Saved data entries
↓
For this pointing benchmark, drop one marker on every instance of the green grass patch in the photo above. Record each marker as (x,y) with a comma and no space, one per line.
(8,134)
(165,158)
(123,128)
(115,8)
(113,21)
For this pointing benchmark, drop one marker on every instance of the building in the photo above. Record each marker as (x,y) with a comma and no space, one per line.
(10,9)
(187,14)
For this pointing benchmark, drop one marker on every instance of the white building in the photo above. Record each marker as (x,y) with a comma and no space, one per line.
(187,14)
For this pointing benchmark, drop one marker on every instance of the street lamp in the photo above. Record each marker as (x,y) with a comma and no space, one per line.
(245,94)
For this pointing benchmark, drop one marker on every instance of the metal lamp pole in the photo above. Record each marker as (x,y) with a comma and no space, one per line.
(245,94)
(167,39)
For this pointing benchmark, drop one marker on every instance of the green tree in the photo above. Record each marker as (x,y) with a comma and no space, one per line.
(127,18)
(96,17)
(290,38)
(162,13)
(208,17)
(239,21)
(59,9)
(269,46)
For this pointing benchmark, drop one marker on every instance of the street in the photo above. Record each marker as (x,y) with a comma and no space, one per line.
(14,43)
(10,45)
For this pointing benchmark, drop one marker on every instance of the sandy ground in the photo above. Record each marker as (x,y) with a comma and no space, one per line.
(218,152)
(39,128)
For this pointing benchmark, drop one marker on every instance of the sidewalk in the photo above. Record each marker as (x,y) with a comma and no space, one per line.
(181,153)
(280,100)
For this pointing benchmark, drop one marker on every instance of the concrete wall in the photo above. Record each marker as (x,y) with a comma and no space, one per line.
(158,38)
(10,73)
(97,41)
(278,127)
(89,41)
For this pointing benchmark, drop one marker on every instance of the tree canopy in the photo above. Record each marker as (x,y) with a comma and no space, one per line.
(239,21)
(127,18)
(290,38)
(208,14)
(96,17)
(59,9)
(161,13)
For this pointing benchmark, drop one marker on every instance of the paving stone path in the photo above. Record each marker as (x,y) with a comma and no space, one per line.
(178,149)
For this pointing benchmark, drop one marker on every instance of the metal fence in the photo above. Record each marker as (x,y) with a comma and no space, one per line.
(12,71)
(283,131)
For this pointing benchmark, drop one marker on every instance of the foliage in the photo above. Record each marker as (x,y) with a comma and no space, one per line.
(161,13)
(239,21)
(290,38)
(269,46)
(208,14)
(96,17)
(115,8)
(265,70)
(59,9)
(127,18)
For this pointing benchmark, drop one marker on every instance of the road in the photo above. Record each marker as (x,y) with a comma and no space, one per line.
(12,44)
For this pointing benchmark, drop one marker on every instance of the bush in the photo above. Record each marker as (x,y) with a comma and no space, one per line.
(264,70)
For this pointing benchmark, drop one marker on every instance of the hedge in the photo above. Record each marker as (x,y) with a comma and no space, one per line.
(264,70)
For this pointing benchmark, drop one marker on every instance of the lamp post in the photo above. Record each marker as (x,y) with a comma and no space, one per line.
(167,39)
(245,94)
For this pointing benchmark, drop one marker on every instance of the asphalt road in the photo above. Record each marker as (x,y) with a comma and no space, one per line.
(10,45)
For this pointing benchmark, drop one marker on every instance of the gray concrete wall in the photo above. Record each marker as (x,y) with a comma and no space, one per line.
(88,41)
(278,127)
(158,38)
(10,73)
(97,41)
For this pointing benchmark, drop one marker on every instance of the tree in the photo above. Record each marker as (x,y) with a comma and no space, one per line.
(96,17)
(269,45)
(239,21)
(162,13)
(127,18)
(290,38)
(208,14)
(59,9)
↑
### EXERCISE OBJECTIVE
Each line of the material above must be retyped precisely.

### SOLUTION TO THE PROBLEM
For this pointing benchmark, drop one marker on every instance of the green grass patch in the photo above. Record each marker as (x,y) with a comma and no space, one per line.
(8,134)
(165,158)
(123,128)
(115,8)
(113,21)
For this pointing benchmark, drop one marker on every instance of the building in the photo above. Record each marker as (x,y) with a comma and no space, one per line.
(10,9)
(187,14)
For this pointing benchmark, drop one marker on every instance of the white building in the photo above. Record each marker as (x,y) with a comma and no space, one per line.
(187,14)
For this pointing benchmark, drop one marker on every instance of the street lamp in the photo above. Record each marker as (x,y) with a comma and no space, one per line.
(245,94)
For this pointing benchmark, drop one marker on every instance of the metal lamp pole in the photo above. Record each marker as (x,y) with a comma and no space, one per line.
(245,94)
(167,39)
For this pointing benchmark, drop one marker on every instance of the green tree in the photo above. Record each marker as (x,y) with a comma and no space, one per line.
(127,18)
(96,17)
(290,38)
(162,13)
(208,17)
(239,21)
(59,9)
(269,46)
For this pointing benchmark, drop one marker on every instance of the street in the photo above. Record each marker as (x,y) with a comma and no space, one per line.
(14,43)
(10,45)
For this pointing benchmark, drop one marker on every instance of the sandy ground in the photo above. Record each marker as (x,y) with a comma and no space, one per line.
(218,152)
(39,128)
For this pointing benchmark, drop one marker on every instance of the sidewalk in the photo above. Record each marker as (x,y) with a comma and no space, one per line.
(181,153)
(280,100)
For this pointing benchmark, drop one marker on every instance of the concrete wall in the photo above. Record each marker as (x,y) with a comma and no space, one per line.
(158,38)
(10,73)
(97,41)
(278,127)
(89,41)
For this pointing benchmark, drop one marker on every instance of the tree canopy in the photo above. Record each marker as (x,y) with a comma and no space, one per line.
(239,21)
(127,18)
(290,38)
(208,14)
(96,17)
(59,9)
(161,13)
For this pointing benchmark, drop one marker on every instance of the paving stone path in the photo above. Record each marker as (x,y) with a comma and no space, one per line.
(178,149)
For this pointing benchmark, drop one marker on every instance of the metal fence in the photo above. Record each marker as (x,y) with a comma and no space, one per line.
(12,71)
(283,131)
For this pointing benchmark, drop one marker on every instance of the foliage in the photo above. Record each marker as (x,y) with a comma and no space, one per line.
(161,13)
(239,21)
(290,38)
(269,46)
(208,14)
(96,17)
(115,8)
(265,70)
(59,9)
(127,18)
For this pointing benchmark, drop one marker on every instance of the road in the photo above. Record each marker as (x,y) with a comma and no space, one per line.
(12,44)
For this pointing benchmark, drop one marker on every instance of the bush in the photo above. Record each marker as (x,y) with a comma and no space, one per line.
(264,70)
For this pointing benchmark, drop one marker on every instance of the hedge in the photo above. Record each marker as (x,y) with a comma and no space, one per line.
(264,70)
For this pointing benchmark, drop one marker on every instance of the lamp post in the photo above. Record each marker as (x,y) with a comma and no space, one per line.
(167,39)
(245,94)
For this pointing benchmark, drop one marker on every instance of the asphalt road in the photo above. Record each marker as (x,y) with a comma and no space, one per line.
(10,45)
For this pointing benchmark, drop one marker on every instance of the gray concrete wall in the photo above. Record each marker as (x,y) with a comma and no space, one per line.
(88,41)
(278,127)
(158,38)
(10,73)
(97,41)
For this pointing benchmark, drop one marker on every instance of the tree in the photo above. Record each marker as (x,y) with a comma and no space, one per line.
(96,17)
(269,45)
(239,21)
(162,13)
(127,18)
(290,38)
(208,14)
(59,9)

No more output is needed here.